- **Tasks for this exercise**
**1)** Answer these questions from the fractals passage:
(a) Back to what year did the cotton price data Mandelbrot obtained go?
(b) In what year was the Koch curve constructed?
(c) What did mathematicians invent to get around the Koch curve paradox?
**2)** Duplicate everything in the fractals passage from "Helge von Koch, captured" down to "finite area!".
#### Source passage ####
An employee of IBM, Benoit Mandelbrot was a mathematician studying this
self-similarity. One of the areas he was studying was cotton price fluctuations.
No matter how the data on cotton prices was analyzed, the results did not fit
the normal distribution. Mandelbrot eventually obtained all of the available
data on cotton prices, dating back to 1900. When he analyzed the data with IBM's
computers, he noticed an astonishing fact:
The numbers that produced aberrations from the point of view of normal
distribution produced symmetry from the point of view of scaling. Each
particular price change was random and unpredictable. But the sequence of
changes was independent on scale: curves for daily price changes and monthly
price changes matched perfectly. Incredibly, analysed Mandelbrot's way, the
degree of variation had remained constant over a tumultuous sixty-year period
that saw two World Wars and a depression.
Mandelbrot analyzed not only cotton prices, but many other phenomena as well. At
one point, he was wondering about the length of a coastline. A map of a
coastline will show many bays. However, measuring the length of a coastline off
a map will miss minor bays that were too small to show on the map. Likewise,
walking along the coastline misses microscopic bays in between grains of sand.
No matter how much a coastline is magnified, there will be more bays visible if
it is magnified more.
Helge von Koch, captured this idea in a mathematical
construction called the Koch curve (1906). To create a Koch curve, imagine an
equilateral triangle. To the middle third of each side, add another equilateral
triangle. Keep on adding new triangles to the middle part of each side, and the
result is a Koch curve. (See figure below) A magnification of the Koch curve looks
exactly the same as the original. It is another self-similar figure.
The Koch curve brings up an interesting paradox. Each time new triangles are
added to the figure, the length of the line gets longer. However, the inner area
of the Koch curve remains less than the area of a circle drawn around the
original triangle. Essentially, it is a line of infinite length surrounding a
finite area!
To get around this difficulty, mathematicians invented fractal dimensions.
#### Supplied information ####
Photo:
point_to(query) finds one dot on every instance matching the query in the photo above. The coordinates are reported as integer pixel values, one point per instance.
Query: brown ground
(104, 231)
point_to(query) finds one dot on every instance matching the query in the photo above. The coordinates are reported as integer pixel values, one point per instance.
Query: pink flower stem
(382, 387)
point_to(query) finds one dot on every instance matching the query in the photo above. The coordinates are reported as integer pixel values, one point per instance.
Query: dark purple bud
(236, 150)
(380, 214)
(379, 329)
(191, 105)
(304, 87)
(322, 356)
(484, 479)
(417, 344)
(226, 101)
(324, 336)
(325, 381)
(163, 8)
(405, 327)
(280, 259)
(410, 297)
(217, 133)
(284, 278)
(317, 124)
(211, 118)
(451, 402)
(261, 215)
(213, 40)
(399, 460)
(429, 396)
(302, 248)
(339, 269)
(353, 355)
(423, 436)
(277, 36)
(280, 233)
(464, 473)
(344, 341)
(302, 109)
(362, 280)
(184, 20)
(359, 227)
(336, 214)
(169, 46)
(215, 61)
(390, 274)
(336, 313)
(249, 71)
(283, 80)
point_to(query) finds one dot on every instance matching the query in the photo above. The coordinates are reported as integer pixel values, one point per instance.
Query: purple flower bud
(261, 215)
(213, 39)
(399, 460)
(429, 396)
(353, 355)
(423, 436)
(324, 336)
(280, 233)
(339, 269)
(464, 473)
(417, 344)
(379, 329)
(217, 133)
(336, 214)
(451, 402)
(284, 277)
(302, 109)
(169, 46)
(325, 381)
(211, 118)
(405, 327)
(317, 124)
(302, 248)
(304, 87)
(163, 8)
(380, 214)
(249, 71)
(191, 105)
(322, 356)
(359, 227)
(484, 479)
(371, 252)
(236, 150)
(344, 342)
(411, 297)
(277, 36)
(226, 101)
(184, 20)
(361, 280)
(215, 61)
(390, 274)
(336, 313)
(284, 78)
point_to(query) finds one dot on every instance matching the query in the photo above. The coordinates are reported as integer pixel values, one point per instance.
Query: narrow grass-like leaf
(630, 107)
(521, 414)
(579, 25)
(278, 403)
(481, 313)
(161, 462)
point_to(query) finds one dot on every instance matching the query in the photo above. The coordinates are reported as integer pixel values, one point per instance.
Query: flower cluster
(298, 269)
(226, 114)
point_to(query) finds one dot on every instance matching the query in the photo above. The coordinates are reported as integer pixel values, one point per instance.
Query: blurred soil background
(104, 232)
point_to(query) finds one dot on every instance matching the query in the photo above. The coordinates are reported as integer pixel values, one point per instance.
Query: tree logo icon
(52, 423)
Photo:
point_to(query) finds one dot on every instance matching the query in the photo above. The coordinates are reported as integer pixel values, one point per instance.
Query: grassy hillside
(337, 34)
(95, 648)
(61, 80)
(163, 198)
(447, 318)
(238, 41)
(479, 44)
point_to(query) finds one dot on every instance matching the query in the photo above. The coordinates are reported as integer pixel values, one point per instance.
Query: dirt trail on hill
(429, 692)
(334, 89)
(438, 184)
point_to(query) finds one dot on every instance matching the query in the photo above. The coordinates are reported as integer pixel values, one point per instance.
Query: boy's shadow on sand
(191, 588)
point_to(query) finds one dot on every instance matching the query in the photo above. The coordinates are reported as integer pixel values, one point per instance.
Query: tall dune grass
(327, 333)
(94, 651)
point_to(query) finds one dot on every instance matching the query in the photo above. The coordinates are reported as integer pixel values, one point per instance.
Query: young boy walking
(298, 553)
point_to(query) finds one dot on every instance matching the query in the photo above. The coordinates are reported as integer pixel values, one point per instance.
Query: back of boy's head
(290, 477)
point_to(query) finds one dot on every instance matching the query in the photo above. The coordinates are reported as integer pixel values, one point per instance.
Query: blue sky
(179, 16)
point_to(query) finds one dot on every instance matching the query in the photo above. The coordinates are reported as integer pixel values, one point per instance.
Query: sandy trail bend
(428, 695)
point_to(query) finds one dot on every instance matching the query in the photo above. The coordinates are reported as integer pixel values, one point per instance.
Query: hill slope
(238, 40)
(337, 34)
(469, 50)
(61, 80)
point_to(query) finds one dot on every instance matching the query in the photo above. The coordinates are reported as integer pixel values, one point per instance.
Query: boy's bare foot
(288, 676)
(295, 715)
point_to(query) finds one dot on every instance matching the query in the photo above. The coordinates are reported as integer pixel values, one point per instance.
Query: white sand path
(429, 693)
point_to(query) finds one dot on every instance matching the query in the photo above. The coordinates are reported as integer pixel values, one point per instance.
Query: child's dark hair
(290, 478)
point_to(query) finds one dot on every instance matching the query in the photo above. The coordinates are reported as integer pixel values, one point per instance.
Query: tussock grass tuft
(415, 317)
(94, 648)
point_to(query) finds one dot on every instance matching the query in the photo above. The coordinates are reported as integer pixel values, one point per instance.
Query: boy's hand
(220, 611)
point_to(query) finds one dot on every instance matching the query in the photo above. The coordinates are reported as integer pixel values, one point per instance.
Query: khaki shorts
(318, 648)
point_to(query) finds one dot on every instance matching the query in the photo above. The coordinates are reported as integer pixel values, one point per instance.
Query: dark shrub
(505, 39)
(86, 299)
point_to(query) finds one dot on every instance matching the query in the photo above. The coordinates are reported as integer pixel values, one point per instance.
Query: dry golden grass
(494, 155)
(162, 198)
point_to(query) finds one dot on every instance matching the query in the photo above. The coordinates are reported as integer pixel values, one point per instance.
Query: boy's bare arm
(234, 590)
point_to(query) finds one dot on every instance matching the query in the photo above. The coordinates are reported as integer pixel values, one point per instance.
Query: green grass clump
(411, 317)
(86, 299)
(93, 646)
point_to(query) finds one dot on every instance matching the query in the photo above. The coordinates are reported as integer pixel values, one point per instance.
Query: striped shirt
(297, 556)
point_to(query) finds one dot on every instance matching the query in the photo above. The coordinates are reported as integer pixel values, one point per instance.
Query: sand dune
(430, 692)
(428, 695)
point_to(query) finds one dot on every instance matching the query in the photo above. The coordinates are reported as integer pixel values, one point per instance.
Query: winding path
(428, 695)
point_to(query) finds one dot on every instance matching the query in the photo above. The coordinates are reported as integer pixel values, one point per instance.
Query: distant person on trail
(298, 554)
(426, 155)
####
- **Solutions for each task**
**1)**
(a) 1900
(b) 1906
(c) Fractal dimensions

**2)**
Helge von Koch, captured this idea in a mathematical
construction called the Koch curve (1906). To create a Koch curve, imagine an
equilateral triangle. To the middle third of each side, add another equilateral
triangle. Keep on adding new triangles to the middle part of each side, and the
result is a Koch curve. (See figure below) A magnification of the Koch curve looks
exactly the same as the original. It is another self-similar figure.
The Koch curve brings up an interesting paradox. Each time new triangles are
added to the figure, the length of the line gets longer. However, the inner area
of the Koch curve remains less than the area of a circle drawn around the
original triangle. Essentially, it is a line of infinite length surrounding a
finite area!